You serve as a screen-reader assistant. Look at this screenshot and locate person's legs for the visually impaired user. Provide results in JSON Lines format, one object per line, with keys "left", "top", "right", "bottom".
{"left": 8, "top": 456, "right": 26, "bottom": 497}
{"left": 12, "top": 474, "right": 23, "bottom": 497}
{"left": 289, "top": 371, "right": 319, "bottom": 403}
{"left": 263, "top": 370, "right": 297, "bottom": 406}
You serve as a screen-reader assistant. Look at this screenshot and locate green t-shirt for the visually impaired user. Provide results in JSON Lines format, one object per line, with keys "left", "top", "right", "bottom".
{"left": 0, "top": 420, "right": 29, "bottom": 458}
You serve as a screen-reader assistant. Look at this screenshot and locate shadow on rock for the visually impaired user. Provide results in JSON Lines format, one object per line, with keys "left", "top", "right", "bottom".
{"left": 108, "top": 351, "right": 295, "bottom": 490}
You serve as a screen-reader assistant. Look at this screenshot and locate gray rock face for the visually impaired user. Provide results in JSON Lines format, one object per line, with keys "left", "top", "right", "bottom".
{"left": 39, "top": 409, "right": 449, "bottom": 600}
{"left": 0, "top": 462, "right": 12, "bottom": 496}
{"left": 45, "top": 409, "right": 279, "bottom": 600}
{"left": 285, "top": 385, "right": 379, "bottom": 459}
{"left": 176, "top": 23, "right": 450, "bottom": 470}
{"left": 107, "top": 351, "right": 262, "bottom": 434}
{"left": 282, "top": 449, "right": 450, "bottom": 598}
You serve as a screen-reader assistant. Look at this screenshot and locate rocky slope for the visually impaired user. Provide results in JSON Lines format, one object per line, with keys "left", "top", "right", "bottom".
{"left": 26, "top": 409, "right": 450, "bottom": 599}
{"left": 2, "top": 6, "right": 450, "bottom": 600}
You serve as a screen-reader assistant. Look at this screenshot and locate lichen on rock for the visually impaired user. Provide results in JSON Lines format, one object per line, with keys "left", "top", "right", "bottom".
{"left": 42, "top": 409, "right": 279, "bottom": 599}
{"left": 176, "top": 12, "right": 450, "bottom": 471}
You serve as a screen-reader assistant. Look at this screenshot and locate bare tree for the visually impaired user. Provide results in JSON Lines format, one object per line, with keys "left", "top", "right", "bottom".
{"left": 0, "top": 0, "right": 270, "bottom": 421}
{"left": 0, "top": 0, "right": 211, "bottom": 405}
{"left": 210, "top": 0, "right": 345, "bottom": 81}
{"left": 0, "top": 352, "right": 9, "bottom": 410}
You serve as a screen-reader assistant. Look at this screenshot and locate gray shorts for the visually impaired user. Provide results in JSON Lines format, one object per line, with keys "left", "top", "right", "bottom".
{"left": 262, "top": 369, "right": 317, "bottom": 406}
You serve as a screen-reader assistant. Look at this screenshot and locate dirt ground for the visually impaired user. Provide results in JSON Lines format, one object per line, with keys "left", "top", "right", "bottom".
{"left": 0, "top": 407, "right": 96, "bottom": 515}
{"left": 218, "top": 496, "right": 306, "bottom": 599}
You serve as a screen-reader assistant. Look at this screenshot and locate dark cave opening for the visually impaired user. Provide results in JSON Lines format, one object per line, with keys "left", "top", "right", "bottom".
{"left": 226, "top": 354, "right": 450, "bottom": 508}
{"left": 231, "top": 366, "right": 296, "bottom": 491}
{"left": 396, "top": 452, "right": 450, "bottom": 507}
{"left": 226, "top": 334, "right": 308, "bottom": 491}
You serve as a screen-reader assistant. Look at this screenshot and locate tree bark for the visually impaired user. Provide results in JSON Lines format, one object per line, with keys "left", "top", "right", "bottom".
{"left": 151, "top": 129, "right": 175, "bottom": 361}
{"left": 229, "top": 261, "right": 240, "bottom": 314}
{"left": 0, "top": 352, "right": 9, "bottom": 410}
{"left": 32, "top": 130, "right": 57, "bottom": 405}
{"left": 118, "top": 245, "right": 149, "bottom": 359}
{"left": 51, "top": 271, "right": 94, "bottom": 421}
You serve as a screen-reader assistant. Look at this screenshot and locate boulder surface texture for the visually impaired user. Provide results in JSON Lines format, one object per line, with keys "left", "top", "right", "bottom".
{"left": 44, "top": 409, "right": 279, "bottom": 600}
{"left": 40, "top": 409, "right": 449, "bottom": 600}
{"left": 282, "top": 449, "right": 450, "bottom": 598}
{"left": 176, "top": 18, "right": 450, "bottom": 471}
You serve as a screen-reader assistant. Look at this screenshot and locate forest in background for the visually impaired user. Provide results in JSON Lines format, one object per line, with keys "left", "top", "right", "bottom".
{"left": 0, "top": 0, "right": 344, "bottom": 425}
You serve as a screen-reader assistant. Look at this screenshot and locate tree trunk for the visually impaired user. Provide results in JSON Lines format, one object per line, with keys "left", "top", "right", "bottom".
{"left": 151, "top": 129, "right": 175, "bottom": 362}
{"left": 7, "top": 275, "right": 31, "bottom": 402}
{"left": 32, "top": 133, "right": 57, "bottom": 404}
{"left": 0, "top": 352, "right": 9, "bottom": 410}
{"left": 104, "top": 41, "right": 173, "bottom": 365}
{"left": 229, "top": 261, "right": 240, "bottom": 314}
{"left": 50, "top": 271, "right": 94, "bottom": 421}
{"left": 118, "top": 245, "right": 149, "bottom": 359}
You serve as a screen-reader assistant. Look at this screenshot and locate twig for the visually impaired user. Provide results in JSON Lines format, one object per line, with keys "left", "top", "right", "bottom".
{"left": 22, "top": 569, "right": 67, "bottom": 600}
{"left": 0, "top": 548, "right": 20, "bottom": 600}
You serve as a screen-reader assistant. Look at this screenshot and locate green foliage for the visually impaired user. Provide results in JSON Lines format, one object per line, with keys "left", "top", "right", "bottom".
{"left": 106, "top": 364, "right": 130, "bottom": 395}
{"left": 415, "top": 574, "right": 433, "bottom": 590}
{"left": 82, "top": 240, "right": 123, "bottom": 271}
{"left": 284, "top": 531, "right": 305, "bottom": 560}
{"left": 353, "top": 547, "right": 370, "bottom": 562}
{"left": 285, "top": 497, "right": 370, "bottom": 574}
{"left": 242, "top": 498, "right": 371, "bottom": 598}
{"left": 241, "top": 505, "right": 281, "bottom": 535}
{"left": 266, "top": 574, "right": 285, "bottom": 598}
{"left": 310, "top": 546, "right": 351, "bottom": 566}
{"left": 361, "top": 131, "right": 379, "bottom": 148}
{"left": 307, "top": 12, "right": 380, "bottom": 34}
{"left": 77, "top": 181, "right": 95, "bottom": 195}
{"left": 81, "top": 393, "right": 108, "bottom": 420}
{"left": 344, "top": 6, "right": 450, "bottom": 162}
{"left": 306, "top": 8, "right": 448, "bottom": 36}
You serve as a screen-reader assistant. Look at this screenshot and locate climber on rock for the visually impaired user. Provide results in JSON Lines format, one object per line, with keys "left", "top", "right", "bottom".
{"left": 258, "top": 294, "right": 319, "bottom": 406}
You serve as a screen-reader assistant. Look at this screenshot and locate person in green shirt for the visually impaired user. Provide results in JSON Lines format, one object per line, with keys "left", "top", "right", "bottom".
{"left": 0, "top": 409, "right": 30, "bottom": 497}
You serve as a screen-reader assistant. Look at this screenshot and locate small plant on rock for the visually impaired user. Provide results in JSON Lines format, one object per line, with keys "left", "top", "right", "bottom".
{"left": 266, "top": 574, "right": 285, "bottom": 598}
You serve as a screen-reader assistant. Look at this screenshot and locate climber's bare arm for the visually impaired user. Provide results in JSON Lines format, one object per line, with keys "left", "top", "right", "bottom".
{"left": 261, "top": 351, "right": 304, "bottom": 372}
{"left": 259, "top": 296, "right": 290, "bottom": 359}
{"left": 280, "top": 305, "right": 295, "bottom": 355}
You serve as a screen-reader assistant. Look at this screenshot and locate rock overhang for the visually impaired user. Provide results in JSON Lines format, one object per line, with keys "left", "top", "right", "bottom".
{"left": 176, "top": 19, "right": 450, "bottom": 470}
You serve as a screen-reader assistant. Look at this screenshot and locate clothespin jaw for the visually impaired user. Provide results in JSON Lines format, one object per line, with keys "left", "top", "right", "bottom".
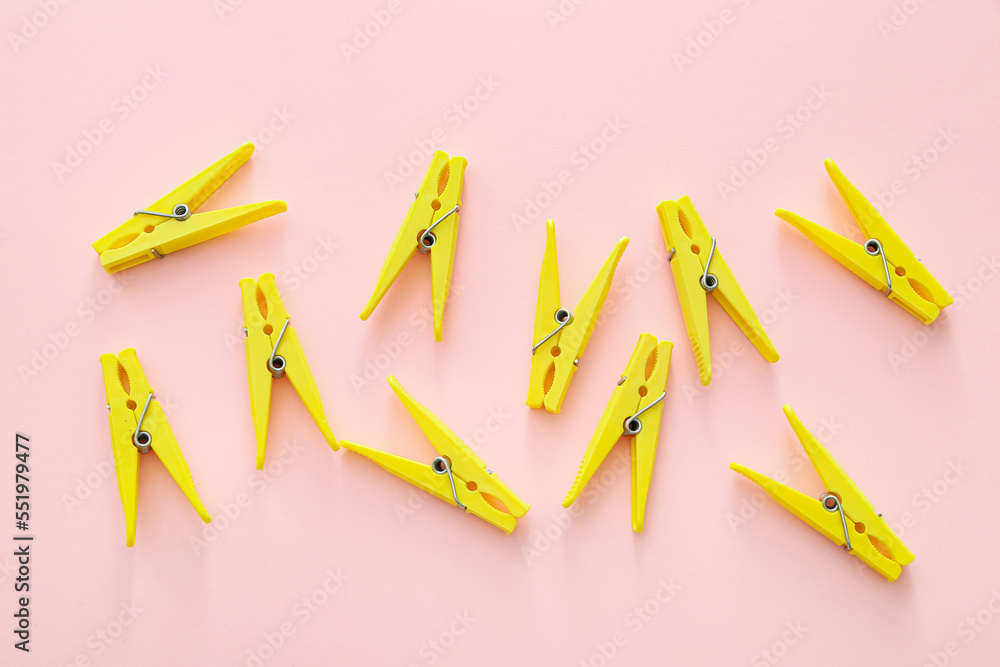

..........

> [Exercise requirements]: Take the lines from the one containing "and locate climber's" through the last line of the listing and repeat them exactly. Omit the pictures.

> [Problem solution]:
You serve as a screen-reader assistant. Look at this screenshot and locate climber's bare arm for the visually impaired user. Provide results in JSON Lines format, one object per line, with keys "left", "top", "right", "bottom".
{"left": 261, "top": 351, "right": 304, "bottom": 372}
{"left": 259, "top": 296, "right": 290, "bottom": 359}
{"left": 280, "top": 305, "right": 295, "bottom": 355}
You serve as a screen-reader assistant. Look at this screenshot and locate rock overhang for the visually impaired user. Provide results in JSON Lines format, one object per line, with keys "left", "top", "right", "bottom".
{"left": 176, "top": 19, "right": 450, "bottom": 470}
You serve as a screen-reader assistant. Look at this screenshot and locate clothespin jaw for the visually impaired user. Provide results in JSON Lines format, one object per line, with keys "left", "top", "right", "bottom".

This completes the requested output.